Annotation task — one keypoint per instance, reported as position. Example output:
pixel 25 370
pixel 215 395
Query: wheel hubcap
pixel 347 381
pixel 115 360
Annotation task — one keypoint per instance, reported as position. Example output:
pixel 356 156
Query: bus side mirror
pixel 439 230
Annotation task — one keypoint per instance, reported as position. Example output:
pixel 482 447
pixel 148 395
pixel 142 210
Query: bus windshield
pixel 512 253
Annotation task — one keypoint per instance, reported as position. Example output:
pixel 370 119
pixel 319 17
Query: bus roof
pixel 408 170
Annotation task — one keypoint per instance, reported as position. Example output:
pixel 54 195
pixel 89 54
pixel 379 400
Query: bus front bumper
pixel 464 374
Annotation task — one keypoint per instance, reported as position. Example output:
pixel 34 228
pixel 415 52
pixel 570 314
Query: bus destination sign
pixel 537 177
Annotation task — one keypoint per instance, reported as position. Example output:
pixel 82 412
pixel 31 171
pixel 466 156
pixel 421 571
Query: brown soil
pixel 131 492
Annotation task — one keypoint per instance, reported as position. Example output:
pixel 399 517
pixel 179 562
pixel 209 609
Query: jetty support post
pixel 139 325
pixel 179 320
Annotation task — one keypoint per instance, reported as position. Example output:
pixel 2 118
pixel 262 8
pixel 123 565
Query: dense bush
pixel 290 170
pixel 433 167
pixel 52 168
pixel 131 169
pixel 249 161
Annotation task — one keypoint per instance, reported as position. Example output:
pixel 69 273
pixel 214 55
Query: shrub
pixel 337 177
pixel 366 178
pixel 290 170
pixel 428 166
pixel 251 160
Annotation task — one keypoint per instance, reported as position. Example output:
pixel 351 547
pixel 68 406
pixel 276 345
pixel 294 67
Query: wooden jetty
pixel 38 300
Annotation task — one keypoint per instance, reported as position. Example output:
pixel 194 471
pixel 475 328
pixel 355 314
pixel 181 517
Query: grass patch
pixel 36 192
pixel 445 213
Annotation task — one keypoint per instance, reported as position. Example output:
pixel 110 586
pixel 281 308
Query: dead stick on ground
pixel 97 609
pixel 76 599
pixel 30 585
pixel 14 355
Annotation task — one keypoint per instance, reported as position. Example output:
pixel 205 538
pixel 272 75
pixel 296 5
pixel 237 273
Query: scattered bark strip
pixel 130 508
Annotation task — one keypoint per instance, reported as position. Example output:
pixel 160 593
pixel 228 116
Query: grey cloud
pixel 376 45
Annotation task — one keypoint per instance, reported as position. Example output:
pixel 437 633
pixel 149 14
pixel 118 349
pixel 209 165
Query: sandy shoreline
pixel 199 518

## Aufgabenstellung
Benenne in den Zeilen vom Anfang bis einschließlich der Zeile mit „pixel 439 230“ den Ausdruck „bus side mirror“ in „bus wing mirror“ um. Gib nur diese Zeilen wieder und lass alles andere unverändert.

## Lösung
Annotation task — one keypoint per instance, reported as position. Example output:
pixel 25 370
pixel 215 395
Query: wheel hubcap
pixel 347 381
pixel 115 360
Annotation task — one keypoint per instance, reported as position. Example output:
pixel 356 156
Query: bus wing mirror
pixel 439 230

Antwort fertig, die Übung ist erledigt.